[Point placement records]
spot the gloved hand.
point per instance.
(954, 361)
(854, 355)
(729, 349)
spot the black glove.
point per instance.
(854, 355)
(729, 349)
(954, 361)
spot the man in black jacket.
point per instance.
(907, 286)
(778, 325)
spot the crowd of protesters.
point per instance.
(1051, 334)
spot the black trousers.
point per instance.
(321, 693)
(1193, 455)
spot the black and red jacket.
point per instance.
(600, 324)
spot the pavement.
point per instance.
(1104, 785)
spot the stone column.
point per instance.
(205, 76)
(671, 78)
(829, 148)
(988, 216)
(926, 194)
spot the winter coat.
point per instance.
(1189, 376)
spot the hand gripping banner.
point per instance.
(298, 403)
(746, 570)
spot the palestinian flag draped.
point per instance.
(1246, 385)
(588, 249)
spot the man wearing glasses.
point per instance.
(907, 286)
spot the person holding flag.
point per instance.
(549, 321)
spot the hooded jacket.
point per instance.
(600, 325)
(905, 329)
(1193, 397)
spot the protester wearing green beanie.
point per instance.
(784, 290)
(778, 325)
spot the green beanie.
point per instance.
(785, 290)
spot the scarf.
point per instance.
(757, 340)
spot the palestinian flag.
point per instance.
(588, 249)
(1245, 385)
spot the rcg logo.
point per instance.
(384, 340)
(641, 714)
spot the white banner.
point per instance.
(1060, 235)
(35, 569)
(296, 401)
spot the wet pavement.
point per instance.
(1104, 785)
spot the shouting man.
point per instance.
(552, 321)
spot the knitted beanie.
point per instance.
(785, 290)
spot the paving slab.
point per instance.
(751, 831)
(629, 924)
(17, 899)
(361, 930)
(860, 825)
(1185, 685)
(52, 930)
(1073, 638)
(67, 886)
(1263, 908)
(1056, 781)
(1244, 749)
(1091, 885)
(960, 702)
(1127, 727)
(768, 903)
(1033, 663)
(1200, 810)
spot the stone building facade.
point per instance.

Task ▸
Copy out each of the rows above, word for word.

Expected answer ▸
spot the gloved hand.
point per instance.
(954, 361)
(854, 355)
(729, 349)
spot the black glove.
point per instance.
(854, 355)
(729, 349)
(954, 361)
spot the man in black jacket.
point per instance.
(907, 286)
(778, 325)
spot the crowd of protesters.
point per instance.
(1051, 334)
spot the black trousers.
point per instance.
(321, 693)
(1193, 455)
spot the black and red jacket.
point per instance.
(600, 324)
spot the pavement.
point per instance.
(1104, 785)
spot the stone column.
point per instance.
(205, 76)
(671, 78)
(829, 148)
(988, 216)
(926, 194)
spot the winter coat.
point per instance.
(1189, 376)
spot the hand gripping banner.
point per instance.
(298, 403)
(746, 570)
spot the palestinian flag draped.
point per instance.
(1246, 385)
(588, 249)
spot the man wearing glasses.
point per instance.
(907, 286)
spot the person holding flag.
point per instance.
(549, 321)
spot the hooded jacket.
point per instance.
(600, 325)
(905, 329)
(1193, 397)
spot the protester wearing green beanie.
point per instance.
(784, 290)
(778, 325)
spot the green beanie.
point per instance.
(785, 290)
spot the scarf.
point per instance.
(757, 340)
spot the palestinian flag.
point per instance.
(588, 249)
(1245, 385)
spot the rcg logo.
point per instance.
(384, 340)
(641, 714)
spot the white banner.
point per instance.
(1060, 235)
(35, 569)
(296, 401)
spot the wet pavement.
point per instance.
(1104, 785)
spot the shouting man.
point per instance.
(552, 321)
spot the knitted beanie.
point per instance.
(785, 290)
spot the paving slab.
point per instance.
(751, 831)
(629, 924)
(17, 899)
(361, 930)
(860, 825)
(1185, 685)
(52, 930)
(1073, 638)
(67, 886)
(1263, 908)
(1056, 781)
(1244, 749)
(1091, 885)
(960, 702)
(1127, 727)
(768, 903)
(1033, 663)
(1200, 810)
spot the stone building facade.
point per instance.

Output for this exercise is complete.